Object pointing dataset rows
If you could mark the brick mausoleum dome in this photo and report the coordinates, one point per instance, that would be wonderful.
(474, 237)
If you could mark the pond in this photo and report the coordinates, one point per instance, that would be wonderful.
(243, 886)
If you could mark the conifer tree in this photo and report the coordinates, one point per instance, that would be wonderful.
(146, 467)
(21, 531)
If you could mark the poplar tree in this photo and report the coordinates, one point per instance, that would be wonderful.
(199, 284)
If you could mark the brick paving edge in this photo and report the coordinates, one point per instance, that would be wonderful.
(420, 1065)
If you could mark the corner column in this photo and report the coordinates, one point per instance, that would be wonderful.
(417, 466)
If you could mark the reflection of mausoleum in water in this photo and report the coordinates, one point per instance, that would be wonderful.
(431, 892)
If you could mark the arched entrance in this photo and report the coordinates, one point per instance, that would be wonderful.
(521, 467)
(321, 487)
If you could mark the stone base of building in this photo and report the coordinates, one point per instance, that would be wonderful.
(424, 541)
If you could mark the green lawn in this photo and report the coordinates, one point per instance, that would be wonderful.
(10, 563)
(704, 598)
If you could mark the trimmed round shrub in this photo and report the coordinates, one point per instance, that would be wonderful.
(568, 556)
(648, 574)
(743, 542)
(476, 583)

==

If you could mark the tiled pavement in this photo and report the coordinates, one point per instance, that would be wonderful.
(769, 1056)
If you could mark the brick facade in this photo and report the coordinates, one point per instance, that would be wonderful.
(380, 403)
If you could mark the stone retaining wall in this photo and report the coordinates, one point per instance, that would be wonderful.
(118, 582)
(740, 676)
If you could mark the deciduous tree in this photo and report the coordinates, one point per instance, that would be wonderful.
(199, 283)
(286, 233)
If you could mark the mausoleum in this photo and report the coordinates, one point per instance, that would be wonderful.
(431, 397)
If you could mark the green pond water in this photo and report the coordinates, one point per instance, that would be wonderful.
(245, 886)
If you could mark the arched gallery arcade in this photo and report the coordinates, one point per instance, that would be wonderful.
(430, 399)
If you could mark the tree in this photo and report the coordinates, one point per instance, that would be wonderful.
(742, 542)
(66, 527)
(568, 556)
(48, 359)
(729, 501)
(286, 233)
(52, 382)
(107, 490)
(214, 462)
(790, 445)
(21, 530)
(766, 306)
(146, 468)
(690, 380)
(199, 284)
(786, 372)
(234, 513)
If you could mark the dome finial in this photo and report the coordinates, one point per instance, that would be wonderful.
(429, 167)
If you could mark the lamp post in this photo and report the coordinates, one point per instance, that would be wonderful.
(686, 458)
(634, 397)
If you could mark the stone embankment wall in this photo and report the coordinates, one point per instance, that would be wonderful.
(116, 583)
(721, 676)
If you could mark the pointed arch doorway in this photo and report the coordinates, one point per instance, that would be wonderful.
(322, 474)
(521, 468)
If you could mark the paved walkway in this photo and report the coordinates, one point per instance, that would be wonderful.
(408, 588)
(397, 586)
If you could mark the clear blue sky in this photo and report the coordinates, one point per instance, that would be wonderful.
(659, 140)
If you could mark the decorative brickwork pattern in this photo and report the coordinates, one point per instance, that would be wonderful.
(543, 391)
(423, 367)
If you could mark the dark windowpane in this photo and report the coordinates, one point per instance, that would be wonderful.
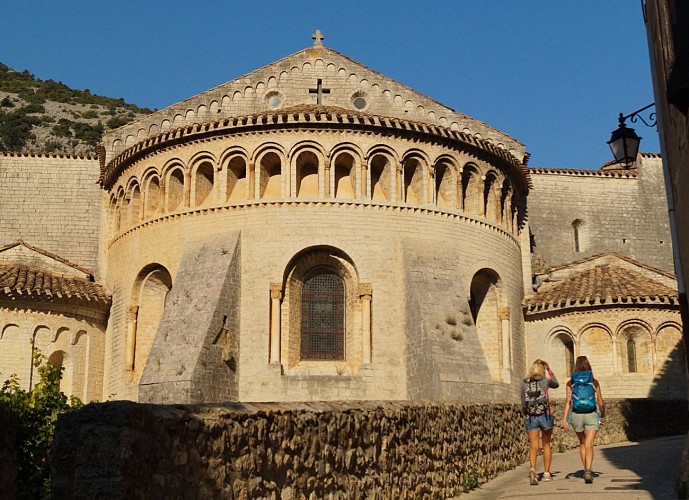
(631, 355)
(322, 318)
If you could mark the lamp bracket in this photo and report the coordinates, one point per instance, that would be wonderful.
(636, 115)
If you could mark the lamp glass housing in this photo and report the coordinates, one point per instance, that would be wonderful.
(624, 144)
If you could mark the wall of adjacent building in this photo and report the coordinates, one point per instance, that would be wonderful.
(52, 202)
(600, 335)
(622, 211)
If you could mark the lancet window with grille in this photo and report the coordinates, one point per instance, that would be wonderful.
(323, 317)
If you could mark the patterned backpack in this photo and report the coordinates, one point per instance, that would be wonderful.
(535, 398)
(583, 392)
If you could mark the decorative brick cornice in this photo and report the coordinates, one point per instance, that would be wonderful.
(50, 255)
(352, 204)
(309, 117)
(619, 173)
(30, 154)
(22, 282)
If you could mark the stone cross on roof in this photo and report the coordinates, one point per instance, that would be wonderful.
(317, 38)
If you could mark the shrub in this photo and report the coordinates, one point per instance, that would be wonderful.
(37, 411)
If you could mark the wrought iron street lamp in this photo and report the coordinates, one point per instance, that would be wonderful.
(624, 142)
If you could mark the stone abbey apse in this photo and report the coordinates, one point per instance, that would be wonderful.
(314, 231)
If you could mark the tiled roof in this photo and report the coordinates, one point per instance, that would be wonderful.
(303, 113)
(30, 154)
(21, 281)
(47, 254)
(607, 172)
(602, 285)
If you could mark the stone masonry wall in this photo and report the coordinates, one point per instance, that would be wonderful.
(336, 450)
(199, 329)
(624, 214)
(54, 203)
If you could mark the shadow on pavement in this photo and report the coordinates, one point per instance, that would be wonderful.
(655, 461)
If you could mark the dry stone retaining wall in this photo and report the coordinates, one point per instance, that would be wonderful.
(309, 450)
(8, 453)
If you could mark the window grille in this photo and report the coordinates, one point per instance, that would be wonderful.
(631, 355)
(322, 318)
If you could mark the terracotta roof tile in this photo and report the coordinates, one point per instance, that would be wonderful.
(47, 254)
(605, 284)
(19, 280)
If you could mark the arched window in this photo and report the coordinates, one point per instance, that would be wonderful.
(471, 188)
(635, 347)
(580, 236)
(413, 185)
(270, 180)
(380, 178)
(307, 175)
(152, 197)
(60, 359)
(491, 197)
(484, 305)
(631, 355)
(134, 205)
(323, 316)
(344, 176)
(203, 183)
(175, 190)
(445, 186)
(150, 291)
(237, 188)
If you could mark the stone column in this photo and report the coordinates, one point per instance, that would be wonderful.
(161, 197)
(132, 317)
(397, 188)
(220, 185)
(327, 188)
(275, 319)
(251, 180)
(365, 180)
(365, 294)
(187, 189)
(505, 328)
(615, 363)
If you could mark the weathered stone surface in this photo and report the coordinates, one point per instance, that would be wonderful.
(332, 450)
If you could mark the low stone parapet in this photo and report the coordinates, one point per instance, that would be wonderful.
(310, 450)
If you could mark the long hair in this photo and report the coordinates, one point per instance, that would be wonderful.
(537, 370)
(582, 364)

* * *

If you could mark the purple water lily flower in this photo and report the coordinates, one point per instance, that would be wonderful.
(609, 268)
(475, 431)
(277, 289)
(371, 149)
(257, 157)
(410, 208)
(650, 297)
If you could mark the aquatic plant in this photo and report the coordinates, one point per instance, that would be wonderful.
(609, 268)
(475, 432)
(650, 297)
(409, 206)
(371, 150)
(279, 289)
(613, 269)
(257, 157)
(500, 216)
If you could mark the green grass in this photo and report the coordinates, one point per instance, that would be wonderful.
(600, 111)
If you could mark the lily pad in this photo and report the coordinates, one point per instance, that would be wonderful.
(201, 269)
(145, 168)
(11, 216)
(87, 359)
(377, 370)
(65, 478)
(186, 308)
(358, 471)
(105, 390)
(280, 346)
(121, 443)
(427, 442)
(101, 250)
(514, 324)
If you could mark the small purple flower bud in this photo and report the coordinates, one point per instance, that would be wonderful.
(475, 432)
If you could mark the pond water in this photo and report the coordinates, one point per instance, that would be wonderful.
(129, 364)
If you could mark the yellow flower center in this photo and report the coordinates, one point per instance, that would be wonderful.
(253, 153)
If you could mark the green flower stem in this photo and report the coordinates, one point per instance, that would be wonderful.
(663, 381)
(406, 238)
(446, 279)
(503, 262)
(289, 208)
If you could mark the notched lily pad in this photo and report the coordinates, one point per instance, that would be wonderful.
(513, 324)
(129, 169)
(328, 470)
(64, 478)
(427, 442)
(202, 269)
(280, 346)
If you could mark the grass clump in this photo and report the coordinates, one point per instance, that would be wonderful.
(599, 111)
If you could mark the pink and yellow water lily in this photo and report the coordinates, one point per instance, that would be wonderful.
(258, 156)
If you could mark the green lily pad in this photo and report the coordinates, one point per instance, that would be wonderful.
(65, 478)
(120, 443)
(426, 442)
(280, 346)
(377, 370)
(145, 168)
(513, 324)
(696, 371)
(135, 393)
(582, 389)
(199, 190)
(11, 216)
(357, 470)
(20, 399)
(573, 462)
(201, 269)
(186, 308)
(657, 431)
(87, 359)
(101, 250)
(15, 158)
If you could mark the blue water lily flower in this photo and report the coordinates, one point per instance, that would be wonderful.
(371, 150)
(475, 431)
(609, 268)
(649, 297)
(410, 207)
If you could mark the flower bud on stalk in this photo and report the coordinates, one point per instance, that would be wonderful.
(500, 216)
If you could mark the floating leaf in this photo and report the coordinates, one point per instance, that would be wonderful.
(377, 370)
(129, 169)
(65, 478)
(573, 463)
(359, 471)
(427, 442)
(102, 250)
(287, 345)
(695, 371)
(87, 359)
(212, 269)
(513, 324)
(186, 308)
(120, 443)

GIVEN PROBLEM:
Please find each line above that contains the word "pavement" and copy those lines out. Case counts.

TASK RESULT:
If you could mark the tiled pavement in this photo and report the coordinates, one point per instance, that would be wonderful.
If you could mark the shadow on pavement in this photo and report the coordinates, one point per instance, that would be wonderful.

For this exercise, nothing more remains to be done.